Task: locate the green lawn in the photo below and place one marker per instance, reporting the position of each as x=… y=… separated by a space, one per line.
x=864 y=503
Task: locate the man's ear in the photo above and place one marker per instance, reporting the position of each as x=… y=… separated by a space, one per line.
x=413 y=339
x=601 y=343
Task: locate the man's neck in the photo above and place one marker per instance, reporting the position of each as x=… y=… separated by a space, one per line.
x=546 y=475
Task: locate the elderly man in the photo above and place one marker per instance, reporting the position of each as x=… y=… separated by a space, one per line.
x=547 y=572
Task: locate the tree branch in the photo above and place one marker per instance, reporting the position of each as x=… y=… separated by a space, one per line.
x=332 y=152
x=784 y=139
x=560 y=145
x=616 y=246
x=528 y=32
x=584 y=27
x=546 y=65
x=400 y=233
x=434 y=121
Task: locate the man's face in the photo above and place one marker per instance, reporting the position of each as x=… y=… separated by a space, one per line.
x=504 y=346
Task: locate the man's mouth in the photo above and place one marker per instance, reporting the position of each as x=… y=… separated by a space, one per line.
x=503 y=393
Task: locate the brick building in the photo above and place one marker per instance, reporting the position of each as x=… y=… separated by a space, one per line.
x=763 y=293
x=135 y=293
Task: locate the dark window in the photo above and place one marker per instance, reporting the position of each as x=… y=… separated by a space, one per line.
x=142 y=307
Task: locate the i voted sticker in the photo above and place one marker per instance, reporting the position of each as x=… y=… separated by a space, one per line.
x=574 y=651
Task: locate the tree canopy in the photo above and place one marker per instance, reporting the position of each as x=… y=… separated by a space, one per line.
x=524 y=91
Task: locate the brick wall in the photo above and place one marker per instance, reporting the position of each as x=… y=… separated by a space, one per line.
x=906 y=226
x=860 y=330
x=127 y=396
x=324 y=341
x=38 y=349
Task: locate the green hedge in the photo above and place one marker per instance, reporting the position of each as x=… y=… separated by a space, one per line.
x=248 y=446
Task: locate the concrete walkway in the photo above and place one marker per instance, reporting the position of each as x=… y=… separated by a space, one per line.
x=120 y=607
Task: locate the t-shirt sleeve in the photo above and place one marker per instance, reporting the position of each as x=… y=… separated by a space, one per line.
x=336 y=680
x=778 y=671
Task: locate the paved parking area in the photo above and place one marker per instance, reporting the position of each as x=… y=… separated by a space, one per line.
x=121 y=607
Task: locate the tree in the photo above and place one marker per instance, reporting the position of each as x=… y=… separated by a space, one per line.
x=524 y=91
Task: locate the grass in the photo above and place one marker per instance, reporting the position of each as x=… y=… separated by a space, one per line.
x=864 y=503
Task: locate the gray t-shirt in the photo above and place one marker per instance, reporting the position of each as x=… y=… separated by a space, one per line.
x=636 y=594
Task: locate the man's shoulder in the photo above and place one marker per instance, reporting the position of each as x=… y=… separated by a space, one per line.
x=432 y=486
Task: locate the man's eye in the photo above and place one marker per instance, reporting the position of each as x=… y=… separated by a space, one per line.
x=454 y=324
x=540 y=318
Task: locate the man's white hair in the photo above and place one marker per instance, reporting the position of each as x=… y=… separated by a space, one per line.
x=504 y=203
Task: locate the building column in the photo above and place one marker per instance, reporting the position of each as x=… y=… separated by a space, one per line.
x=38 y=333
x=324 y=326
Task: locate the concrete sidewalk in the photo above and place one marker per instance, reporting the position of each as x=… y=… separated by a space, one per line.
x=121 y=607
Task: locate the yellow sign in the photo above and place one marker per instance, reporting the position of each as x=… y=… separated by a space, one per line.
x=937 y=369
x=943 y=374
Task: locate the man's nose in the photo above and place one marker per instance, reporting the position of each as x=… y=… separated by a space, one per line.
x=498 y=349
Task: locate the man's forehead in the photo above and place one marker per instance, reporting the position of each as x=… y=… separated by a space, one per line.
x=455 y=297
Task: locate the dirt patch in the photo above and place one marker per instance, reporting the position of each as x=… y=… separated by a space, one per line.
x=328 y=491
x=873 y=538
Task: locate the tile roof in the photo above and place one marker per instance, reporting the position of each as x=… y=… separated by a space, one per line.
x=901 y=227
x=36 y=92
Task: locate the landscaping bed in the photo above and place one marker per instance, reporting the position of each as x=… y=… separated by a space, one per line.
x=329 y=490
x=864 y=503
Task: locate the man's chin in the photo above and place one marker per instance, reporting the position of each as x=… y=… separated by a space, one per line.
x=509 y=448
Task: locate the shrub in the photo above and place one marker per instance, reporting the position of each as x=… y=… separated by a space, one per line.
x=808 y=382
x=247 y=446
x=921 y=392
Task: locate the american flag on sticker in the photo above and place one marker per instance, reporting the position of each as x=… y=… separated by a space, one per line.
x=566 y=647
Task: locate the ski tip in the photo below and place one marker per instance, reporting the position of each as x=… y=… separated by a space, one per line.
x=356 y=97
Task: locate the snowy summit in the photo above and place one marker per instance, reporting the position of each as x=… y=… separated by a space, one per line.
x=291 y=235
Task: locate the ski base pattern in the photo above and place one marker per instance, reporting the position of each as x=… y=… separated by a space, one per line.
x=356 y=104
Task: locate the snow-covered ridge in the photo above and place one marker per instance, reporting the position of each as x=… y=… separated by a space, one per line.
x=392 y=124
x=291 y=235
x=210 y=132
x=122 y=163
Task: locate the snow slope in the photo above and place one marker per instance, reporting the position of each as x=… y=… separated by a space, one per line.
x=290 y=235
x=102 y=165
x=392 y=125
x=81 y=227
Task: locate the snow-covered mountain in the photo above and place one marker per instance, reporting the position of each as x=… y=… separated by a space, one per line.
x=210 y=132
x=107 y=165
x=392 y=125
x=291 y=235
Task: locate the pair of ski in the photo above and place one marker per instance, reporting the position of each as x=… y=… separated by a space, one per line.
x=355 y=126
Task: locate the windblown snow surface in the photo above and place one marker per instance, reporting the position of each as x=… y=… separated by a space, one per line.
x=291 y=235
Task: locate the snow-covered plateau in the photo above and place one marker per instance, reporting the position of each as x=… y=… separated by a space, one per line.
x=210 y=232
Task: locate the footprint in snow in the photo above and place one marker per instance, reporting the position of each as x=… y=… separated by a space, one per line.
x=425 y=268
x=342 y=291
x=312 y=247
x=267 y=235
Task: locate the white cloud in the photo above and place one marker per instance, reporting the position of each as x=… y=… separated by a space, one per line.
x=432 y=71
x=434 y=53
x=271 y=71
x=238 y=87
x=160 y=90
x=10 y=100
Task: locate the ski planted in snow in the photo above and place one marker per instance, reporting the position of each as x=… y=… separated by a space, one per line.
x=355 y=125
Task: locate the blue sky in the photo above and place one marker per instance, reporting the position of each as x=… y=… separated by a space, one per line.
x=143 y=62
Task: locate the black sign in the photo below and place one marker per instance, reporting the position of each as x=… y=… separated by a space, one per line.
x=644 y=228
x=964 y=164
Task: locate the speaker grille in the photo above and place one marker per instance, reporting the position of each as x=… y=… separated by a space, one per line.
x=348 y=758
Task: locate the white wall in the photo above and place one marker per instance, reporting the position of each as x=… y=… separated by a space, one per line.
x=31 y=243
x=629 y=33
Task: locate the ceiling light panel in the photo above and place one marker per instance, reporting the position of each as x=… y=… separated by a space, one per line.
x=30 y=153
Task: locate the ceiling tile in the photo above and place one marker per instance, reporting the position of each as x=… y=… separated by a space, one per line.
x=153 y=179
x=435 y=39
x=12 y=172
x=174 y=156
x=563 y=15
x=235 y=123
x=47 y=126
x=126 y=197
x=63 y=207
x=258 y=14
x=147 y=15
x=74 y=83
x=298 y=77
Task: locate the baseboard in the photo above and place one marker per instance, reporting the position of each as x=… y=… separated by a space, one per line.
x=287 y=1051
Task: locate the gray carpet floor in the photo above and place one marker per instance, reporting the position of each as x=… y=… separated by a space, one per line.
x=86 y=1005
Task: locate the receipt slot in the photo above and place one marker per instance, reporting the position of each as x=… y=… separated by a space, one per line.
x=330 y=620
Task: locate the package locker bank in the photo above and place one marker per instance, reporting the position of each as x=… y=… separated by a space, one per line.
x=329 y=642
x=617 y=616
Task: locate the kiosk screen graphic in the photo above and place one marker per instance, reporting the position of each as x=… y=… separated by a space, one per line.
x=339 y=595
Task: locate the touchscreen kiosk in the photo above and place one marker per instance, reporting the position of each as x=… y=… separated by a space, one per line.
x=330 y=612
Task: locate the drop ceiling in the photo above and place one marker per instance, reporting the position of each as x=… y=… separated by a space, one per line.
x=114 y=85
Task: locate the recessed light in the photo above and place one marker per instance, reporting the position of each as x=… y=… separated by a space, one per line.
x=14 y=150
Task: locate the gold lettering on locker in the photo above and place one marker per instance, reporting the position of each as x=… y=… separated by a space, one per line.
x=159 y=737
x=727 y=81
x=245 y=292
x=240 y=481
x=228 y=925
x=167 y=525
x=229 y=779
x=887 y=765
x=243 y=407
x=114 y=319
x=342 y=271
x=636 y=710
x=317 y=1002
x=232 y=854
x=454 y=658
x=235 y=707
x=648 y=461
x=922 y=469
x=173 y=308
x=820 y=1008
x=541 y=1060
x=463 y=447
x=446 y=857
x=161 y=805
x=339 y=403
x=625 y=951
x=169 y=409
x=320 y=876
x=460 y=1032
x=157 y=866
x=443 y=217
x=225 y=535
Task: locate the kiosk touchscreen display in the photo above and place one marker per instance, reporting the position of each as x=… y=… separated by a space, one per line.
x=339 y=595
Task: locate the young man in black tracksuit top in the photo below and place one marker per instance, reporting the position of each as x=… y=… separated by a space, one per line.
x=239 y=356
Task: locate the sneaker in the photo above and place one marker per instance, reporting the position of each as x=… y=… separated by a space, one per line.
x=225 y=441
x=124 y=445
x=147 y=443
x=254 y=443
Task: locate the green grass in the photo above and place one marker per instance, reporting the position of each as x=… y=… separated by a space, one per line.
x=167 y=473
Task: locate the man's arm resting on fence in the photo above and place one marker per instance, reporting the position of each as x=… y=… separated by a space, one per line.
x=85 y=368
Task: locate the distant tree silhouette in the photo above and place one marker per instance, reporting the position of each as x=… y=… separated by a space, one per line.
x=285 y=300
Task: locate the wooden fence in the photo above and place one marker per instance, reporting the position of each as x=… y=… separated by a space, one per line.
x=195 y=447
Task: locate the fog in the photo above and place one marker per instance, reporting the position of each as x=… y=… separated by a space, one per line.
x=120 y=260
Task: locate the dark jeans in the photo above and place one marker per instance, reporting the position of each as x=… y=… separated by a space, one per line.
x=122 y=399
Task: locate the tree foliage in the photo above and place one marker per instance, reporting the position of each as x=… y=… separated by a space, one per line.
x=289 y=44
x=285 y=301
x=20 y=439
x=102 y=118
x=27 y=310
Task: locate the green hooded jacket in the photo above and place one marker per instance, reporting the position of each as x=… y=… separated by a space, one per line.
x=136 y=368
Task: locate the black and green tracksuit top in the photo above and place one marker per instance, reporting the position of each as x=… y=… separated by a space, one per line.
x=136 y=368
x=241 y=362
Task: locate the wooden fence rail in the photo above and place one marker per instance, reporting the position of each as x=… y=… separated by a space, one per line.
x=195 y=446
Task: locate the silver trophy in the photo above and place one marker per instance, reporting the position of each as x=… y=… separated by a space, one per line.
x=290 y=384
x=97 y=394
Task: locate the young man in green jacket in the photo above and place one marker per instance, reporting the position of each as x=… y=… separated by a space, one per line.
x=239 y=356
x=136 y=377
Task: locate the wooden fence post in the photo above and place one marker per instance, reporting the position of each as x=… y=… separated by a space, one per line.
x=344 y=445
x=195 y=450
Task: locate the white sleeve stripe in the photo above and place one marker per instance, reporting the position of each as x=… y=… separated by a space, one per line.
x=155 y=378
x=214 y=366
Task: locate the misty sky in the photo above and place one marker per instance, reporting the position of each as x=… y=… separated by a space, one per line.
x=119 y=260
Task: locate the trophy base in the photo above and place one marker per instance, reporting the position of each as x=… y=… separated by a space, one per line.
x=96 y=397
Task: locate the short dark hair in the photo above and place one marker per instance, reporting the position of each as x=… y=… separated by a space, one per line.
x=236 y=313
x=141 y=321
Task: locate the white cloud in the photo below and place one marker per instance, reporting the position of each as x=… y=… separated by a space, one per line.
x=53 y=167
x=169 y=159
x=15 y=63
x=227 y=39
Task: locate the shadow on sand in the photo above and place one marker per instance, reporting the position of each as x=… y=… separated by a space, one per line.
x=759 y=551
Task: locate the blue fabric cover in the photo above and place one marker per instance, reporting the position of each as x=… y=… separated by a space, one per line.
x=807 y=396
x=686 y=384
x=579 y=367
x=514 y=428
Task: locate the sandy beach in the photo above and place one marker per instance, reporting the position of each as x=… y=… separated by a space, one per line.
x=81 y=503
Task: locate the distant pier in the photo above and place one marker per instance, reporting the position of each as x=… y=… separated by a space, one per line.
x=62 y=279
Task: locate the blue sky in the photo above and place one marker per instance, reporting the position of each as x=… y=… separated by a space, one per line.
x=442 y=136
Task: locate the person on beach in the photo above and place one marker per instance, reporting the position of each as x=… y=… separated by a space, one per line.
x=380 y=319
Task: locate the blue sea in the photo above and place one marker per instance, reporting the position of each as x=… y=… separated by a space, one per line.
□ □ □ □ □ □ □
TASK TO CARRY OUT »
Exact copies of the line containing "Task: locate the short" and of every line after it through the end of the entries are all that should be output.

REPLY TO THE TASK »
Task: locate the short dark hair in the photo above and place one marker per instance, reporting the position of each as x=… y=… separated by a space, one per line.
x=236 y=313
x=141 y=321
Task: locate the white cloud in the photo below and place one marker per instance, reporting the position of each as x=… y=… separated by a space, one per line.
x=53 y=167
x=169 y=159
x=15 y=63
x=227 y=39
Task: locate the shadow on sand in the photo above and place one marker per instance, reporting the position of each as x=… y=… separated by a space, one per line.
x=759 y=551
Task: locate the blue fabric cover in the photo above and place one marker per instance, reporting the position of each as x=… y=… separated by a space, one per line.
x=807 y=396
x=686 y=384
x=579 y=367
x=514 y=428
Task: locate the sandy beach in the photo above and place one marker per instance, reporting the position of each as x=… y=… separated by a space, one per line.
x=81 y=503
Task: locate the distant pier in the photo above and place one marker per instance, reporting the position of each as x=… y=… separated by a space, one per line.
x=62 y=279
Task: locate the blue sky in the photo above and place one marker per instance, reporting the position of each as x=… y=… separated by a space, one per line.
x=442 y=136
Task: locate the person on beach in the photo above and place one marker per instance, reporting the position of each as x=… y=… separated by a space, one per line.
x=380 y=319
Task: locate the blue sea in the photo above and place one marker per instance, reporting the position of each as x=… y=… separated by a space, one per line.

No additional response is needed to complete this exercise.